(Stored items from a collection)
--- --- ---

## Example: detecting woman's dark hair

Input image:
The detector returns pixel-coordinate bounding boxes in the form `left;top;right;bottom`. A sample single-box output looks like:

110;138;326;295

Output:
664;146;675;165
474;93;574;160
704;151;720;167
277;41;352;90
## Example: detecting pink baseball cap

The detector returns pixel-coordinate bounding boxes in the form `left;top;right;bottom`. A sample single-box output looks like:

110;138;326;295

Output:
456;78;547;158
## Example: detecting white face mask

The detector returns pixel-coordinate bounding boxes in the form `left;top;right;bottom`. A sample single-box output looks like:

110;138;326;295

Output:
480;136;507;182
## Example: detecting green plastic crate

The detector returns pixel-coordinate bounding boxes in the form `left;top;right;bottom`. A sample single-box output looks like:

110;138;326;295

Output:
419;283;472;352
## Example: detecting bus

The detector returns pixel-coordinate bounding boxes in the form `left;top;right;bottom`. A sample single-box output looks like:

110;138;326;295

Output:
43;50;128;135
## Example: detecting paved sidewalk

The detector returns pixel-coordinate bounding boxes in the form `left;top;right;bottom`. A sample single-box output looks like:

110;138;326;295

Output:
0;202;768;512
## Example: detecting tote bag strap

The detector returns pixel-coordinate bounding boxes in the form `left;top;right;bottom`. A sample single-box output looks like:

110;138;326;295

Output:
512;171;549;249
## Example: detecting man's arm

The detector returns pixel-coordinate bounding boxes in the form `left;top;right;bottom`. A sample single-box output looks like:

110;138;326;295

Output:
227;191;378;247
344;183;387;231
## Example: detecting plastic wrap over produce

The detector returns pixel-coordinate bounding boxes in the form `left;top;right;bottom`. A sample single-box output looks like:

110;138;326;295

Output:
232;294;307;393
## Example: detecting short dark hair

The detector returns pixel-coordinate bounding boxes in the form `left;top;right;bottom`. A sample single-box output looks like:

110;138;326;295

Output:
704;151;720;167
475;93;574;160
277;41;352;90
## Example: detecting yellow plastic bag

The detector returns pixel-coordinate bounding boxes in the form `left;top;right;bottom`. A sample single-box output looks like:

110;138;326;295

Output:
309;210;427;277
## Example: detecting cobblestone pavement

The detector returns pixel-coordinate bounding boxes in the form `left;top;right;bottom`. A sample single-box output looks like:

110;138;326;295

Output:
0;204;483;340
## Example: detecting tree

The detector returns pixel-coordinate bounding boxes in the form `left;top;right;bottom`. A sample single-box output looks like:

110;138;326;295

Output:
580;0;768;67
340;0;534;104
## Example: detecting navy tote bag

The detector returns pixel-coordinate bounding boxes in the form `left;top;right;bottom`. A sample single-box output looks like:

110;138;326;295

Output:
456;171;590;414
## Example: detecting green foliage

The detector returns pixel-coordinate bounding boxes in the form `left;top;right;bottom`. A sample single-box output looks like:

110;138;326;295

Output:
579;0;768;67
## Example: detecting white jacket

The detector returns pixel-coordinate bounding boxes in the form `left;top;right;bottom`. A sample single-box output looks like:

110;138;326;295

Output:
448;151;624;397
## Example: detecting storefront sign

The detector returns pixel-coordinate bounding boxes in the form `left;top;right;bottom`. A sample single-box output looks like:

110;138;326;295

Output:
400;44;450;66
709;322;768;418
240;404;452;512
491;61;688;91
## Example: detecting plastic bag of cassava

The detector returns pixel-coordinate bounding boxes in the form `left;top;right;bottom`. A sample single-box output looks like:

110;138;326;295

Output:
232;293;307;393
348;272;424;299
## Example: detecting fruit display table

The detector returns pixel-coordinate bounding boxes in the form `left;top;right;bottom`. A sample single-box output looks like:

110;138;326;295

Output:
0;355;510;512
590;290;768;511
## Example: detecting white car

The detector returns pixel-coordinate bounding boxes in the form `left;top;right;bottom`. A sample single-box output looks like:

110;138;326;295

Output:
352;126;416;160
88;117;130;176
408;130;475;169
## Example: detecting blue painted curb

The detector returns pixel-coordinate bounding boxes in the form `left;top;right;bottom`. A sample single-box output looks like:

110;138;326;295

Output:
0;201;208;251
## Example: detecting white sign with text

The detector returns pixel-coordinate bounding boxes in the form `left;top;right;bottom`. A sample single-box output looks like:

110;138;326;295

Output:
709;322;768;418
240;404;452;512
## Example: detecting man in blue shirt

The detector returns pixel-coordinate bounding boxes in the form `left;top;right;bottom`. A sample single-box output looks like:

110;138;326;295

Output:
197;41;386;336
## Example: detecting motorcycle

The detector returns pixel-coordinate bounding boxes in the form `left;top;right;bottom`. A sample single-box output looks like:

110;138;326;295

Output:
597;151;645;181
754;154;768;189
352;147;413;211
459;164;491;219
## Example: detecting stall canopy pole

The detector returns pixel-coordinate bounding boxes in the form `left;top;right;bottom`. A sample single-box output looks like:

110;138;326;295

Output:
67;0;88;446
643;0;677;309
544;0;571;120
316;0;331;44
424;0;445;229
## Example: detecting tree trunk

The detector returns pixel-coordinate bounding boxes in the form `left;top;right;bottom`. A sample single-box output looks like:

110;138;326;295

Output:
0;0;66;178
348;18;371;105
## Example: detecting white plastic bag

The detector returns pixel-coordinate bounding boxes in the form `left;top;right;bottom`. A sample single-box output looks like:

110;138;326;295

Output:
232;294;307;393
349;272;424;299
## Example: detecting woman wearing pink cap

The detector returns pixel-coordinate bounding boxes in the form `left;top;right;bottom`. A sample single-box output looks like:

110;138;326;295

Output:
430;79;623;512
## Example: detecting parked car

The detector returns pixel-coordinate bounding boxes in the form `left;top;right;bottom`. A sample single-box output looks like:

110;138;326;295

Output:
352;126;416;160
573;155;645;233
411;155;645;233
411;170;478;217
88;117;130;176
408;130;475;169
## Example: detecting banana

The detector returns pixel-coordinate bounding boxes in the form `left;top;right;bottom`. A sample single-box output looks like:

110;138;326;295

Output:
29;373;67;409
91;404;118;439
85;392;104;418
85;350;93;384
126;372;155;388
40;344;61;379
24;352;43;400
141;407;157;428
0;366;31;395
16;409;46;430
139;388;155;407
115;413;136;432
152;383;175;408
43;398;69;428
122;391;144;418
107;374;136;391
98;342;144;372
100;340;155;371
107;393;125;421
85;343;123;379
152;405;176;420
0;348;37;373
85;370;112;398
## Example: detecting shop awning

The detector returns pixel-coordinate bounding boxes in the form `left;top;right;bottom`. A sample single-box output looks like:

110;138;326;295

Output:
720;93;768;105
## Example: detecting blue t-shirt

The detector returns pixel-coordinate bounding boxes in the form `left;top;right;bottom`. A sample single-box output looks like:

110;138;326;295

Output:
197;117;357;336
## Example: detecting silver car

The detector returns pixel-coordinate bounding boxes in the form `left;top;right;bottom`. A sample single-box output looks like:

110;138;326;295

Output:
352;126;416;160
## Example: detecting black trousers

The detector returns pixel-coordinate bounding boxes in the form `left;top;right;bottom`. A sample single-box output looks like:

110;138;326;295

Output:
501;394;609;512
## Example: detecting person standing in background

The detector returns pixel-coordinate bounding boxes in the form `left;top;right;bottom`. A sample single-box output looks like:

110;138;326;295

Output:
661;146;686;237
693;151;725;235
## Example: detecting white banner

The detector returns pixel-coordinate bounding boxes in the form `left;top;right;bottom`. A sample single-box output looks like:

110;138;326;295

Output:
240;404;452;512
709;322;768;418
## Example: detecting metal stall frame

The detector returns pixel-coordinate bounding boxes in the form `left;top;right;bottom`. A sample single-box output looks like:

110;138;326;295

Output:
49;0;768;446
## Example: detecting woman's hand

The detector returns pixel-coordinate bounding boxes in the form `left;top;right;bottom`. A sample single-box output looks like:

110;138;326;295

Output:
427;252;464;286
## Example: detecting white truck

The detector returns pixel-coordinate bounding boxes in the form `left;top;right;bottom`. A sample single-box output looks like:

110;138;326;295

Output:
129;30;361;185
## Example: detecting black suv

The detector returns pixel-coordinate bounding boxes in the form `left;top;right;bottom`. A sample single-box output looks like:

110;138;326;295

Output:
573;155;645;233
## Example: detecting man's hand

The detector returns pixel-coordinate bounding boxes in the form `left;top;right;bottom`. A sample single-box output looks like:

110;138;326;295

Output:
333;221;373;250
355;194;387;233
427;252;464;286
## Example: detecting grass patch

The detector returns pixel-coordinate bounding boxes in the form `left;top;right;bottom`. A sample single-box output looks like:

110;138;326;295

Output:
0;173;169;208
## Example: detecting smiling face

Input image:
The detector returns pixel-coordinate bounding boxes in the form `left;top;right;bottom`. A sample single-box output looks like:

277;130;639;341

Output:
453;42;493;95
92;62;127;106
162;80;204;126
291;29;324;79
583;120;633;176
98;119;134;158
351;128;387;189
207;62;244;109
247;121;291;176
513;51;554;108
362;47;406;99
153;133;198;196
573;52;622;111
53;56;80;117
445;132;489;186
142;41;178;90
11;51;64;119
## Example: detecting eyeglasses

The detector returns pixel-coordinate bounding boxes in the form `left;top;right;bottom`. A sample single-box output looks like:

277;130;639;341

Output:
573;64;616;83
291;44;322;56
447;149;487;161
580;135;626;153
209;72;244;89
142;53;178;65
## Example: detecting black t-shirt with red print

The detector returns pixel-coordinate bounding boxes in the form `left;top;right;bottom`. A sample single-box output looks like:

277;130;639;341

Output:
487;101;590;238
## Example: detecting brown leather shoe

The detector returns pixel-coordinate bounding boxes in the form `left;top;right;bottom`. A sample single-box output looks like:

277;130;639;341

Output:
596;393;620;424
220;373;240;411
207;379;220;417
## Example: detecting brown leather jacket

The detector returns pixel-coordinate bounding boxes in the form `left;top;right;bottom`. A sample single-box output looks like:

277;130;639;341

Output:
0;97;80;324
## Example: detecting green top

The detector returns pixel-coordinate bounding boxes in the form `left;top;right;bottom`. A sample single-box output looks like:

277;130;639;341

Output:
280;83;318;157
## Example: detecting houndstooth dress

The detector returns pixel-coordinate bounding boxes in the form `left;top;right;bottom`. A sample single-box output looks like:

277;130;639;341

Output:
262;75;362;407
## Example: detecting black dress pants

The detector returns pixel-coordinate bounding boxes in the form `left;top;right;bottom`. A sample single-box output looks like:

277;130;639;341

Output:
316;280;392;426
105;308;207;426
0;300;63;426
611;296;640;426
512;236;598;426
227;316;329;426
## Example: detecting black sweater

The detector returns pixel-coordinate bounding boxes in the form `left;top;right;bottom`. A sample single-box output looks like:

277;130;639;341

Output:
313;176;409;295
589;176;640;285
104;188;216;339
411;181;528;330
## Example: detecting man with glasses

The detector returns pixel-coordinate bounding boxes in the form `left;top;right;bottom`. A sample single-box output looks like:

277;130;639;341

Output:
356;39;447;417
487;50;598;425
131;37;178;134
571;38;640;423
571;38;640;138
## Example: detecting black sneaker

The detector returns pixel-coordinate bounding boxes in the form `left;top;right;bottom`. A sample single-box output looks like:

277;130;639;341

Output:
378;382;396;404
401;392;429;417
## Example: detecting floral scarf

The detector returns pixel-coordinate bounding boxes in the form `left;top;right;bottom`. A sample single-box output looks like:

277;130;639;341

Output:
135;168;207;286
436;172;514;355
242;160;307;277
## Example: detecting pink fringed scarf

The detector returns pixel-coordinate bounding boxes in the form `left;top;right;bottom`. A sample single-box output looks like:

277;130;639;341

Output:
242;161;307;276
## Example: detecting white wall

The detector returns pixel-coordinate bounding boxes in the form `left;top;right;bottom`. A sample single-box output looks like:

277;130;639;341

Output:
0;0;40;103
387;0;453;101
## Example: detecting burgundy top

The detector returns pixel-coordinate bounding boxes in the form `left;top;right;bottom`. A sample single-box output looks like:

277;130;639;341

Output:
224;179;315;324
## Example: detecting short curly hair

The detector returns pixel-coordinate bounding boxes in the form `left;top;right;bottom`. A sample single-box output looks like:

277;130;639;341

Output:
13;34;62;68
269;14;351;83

--- --- ---

> **Set task**:
Reproduce the part of the records that opens with the line containing "## Example: detecting black sneaker" and closes with the line containing "401;392;429;417", swapping "detector" for "locator" and leaving everything else unchanged.

> **Solution to this problem**:
## Example: detecting black sneaker

The locator returns pixel-coordinate bounding boxes in the form `left;top;right;bottom`. A sample single-box output looks like:

277;130;639;341

Output:
378;382;396;404
401;392;429;417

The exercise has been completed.